(Records drawn from a dataset)
__________
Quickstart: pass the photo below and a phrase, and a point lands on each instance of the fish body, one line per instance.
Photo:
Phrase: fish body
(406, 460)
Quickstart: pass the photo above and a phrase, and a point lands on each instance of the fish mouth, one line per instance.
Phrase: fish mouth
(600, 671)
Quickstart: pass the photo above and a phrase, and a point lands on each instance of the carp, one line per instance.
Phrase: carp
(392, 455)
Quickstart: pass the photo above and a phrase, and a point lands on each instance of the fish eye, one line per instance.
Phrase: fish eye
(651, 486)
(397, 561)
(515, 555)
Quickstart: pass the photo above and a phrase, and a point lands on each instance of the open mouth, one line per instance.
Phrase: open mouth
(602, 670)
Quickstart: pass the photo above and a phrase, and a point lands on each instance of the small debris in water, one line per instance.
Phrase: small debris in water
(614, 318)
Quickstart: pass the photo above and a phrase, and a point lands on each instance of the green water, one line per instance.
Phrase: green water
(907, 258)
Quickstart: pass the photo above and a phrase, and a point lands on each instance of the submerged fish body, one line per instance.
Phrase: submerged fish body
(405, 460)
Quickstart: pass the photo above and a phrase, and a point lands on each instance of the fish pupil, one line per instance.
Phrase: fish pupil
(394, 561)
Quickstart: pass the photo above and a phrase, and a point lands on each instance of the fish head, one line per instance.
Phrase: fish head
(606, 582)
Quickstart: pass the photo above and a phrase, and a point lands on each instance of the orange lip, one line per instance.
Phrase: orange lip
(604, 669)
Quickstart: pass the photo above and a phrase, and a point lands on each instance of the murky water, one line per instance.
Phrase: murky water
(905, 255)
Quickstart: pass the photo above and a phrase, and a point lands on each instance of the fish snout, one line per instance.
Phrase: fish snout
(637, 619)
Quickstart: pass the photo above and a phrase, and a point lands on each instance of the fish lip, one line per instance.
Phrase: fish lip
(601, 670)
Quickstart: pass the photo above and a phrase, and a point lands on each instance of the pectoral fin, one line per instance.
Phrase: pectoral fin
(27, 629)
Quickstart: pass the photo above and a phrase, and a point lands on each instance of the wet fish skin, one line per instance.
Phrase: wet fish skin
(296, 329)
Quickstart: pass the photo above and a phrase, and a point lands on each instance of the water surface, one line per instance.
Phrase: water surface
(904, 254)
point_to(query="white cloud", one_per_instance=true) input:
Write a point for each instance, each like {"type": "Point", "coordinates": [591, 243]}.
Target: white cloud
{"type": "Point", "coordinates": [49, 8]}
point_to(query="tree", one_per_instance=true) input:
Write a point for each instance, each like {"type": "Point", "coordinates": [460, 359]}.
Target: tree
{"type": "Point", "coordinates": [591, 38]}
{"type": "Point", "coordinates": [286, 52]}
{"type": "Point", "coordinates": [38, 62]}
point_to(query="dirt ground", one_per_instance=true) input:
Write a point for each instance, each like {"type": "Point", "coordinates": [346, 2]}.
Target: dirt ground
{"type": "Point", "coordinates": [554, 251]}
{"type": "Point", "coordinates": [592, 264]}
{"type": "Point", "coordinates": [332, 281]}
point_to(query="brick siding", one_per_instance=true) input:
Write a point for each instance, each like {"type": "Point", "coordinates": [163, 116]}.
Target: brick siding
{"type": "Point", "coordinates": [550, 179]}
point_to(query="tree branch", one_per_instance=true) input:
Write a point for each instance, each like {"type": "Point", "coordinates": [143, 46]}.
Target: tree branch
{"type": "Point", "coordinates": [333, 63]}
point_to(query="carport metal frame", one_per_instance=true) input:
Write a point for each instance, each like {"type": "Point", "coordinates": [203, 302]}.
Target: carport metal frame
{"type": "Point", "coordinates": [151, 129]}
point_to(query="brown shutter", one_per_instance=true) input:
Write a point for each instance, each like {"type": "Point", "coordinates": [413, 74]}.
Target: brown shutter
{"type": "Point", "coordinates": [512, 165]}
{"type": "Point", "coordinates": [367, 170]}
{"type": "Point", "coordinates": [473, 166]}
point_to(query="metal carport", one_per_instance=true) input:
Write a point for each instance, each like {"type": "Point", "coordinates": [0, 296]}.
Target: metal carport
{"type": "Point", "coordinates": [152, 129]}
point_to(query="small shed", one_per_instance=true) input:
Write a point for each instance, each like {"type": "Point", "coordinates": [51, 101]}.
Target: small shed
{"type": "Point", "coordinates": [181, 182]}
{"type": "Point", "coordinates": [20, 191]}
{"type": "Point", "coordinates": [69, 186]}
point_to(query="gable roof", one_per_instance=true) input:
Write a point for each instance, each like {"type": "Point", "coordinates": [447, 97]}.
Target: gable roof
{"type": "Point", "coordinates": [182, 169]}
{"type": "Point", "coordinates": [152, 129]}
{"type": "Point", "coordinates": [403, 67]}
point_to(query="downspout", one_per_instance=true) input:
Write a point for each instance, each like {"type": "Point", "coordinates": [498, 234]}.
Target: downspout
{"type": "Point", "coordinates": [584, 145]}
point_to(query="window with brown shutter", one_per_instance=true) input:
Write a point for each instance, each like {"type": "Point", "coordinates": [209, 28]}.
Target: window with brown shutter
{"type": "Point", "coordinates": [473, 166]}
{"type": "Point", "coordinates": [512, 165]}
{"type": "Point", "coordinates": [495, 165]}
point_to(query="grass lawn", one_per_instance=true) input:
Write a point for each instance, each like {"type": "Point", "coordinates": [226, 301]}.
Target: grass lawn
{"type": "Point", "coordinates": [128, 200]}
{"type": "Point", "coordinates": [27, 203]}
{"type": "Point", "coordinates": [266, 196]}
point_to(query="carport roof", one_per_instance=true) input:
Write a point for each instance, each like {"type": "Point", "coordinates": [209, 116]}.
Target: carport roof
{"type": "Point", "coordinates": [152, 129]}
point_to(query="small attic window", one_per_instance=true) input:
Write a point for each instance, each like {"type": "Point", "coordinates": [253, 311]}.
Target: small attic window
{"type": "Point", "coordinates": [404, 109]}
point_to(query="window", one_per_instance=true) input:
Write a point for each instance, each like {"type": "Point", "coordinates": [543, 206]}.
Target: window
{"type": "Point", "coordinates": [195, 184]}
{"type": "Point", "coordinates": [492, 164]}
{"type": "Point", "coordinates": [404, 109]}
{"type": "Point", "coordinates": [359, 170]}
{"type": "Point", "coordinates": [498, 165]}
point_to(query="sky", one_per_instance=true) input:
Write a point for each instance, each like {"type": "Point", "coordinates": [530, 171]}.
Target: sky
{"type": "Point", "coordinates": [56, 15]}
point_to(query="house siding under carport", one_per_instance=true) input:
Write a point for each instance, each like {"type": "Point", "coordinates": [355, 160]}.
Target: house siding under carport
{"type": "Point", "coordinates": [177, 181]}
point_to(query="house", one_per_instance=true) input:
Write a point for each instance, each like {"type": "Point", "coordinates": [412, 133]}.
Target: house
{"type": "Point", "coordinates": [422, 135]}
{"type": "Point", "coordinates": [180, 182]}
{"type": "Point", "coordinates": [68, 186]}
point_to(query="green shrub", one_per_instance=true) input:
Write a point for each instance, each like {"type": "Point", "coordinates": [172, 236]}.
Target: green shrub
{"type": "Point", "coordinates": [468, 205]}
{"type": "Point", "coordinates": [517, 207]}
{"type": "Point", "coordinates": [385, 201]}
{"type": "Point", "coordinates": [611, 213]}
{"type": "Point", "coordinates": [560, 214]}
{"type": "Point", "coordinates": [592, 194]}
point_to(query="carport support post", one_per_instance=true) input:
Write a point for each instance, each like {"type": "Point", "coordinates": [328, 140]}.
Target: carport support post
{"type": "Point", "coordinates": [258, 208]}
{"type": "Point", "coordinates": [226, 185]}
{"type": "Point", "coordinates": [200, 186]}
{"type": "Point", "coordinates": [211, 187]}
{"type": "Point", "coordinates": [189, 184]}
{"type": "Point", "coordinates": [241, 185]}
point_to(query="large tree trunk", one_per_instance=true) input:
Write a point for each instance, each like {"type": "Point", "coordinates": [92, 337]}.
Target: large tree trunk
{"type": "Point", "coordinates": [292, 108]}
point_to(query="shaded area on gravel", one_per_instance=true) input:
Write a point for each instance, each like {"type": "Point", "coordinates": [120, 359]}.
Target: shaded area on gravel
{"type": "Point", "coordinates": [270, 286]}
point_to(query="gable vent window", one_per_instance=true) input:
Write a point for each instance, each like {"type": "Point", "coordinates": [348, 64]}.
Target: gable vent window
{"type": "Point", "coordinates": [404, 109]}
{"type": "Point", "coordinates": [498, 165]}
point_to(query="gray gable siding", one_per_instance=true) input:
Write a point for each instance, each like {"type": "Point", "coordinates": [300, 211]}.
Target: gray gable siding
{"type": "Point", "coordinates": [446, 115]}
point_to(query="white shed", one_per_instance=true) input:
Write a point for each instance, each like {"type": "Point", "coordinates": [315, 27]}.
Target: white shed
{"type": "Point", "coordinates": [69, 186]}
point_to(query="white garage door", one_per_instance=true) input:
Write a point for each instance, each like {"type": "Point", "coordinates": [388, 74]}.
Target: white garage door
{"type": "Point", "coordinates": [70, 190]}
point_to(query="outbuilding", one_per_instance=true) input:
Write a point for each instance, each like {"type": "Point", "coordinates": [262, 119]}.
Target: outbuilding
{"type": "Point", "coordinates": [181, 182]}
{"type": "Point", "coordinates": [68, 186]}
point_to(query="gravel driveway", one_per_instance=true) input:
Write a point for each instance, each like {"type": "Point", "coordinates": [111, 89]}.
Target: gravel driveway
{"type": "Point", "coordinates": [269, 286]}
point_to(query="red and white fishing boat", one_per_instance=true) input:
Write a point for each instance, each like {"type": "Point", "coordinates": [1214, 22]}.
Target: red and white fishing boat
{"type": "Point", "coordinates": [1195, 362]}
__________
- Work order
Up to and including the line with "eye, one line per instance.", restate the records above word for word from the very first line.

- Exercise answer
Quickstart: pass the photo below and a phrase, and a point lands on each instance of the fish body, one line per instance.
Photo:
Phrase: fish body
(406, 460)
Quickstart: pass the photo above and a phrase, and a point lands on each instance of the fish mouth, one line per instance.
Phrase: fish mouth
(600, 671)
Quickstart: pass the photo above and a phrase, and a point lands on each instance of the carp, one line per instance.
Phrase: carp
(392, 455)
Quickstart: pass the photo above and a phrase, and a point lands on each instance of the fish eye, one line per instance.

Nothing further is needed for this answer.